GIVEN EXERCISE 1 = Please find every line in the records below that contains the word "dark" and copy each of those lines.

━━━━━━━━━━━━━━━━━━━━

Saturday, December 7, 2013

Tile Houses, The New Mexico-California Connection, and UNM-Albuquerque



We lived a few blocks from this house in Sacramento. The video truly doesn't do it justice. I took some pictures of it myself, but what has become of them, I don't know. It was long enough ago, I'm not even sure I used a digital camera. Maybe one day, I'll find them. Then again, maybe not. I never knew more than the sketchiest information about it, nor did I ever know who owned it or why it was covered in such elaborate tile work. It's not just the house itself. The whole property is covered with tile and sculpture, making the site in its entirety a work of art. I was told that the project was being done by an instructor at the nearby community college, but who, exactly, I never found out.

There's a tile house in Albuquerque as well, though I'm not exactly sure of its location. I have the address, but I've never been out to Beverly Magennis's Tile House, and the owners (Magennis's daughter and son- in-law) are said to be less than keen to have visitors pass by or drop in, even though the house is an Albuquerque Cultural Resource site.. It seems to be the way with those who make tile houses: make spectacles of the house, then hide. Magennis taught ceramics at UNM for many years, and she spent eleven years tiling her house in Albuquerque before she moved out. One day, no doubt, it will be open to the public to gawp at, but for now...

Beverly Magennis was featured in the next talk on "The Artists' Century" at the New Mexico Museum of Art. Beverly Magennis is highly regarded you see. She would be featured again in the last talk in the series, but first some commentary about this one:


  • November 4: UNM / Albuquerque
Retired MOA Curator of Art, Joe Traugott, will discuss the important moment in NM art history when “art moved south” from Santa Fe and Taos to Albuquerque. Learn how the GI Bill and the growth of Albququerque changed the face of NM art history.





A dapper gentleman stood before the assembly in one of the galleries at the New Mexico Museum of Art, a gallery that used to be the Women's Board Room, a gallery dominated by Tasha Ostrander's heroic 1996 work, "Seventy-three in a Moment" -- a ten foot circle made up of 26,645 cut paper butterflies. Don't laugh. It's amazing. And very moving.

━━━━━━━━━━━━━━━━━━━━

GIVEN EXERCISE 2 = According to the blog post, how many years did Beverly Magennis spend tiling her house in Albuquerque?

━━━━━━━━━━━━━━━━━━━━

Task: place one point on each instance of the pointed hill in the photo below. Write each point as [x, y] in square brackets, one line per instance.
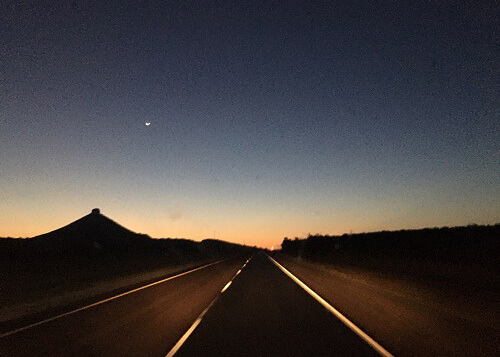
[93, 232]
[97, 236]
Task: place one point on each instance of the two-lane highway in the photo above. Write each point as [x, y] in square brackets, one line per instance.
[147, 322]
[238, 307]
[265, 313]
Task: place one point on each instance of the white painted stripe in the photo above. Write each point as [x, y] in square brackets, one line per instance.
[345, 320]
[227, 285]
[188, 333]
[105, 300]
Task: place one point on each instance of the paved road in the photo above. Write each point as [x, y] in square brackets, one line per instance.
[265, 313]
[145, 323]
[239, 308]
[408, 316]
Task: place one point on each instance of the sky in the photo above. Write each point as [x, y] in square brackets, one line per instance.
[267, 118]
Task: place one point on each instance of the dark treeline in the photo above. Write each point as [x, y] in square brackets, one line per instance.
[96, 237]
[95, 247]
[471, 243]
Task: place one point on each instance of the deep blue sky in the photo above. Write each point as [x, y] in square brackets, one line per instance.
[268, 118]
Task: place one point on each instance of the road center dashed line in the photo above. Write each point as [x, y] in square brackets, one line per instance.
[195, 324]
[377, 347]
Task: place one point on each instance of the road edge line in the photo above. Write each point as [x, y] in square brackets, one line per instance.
[196, 322]
[12, 332]
[375, 345]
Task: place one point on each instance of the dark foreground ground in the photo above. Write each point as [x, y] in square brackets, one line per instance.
[263, 312]
[407, 314]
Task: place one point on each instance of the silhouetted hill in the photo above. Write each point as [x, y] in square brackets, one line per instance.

━━━━━━━━━━━━━━━━━━━━

TASK RESULT 1 =
Task: place one point on each instance of the dark treeline in the photo above. Write each point as [x, y] in square brackets, one line per instance.
Task: place one point on each instance of the dark foreground ground in the photo above. Write each point as [x, y] in square brackets, one line per instance.

TASK RESULT 2 = Eleven years.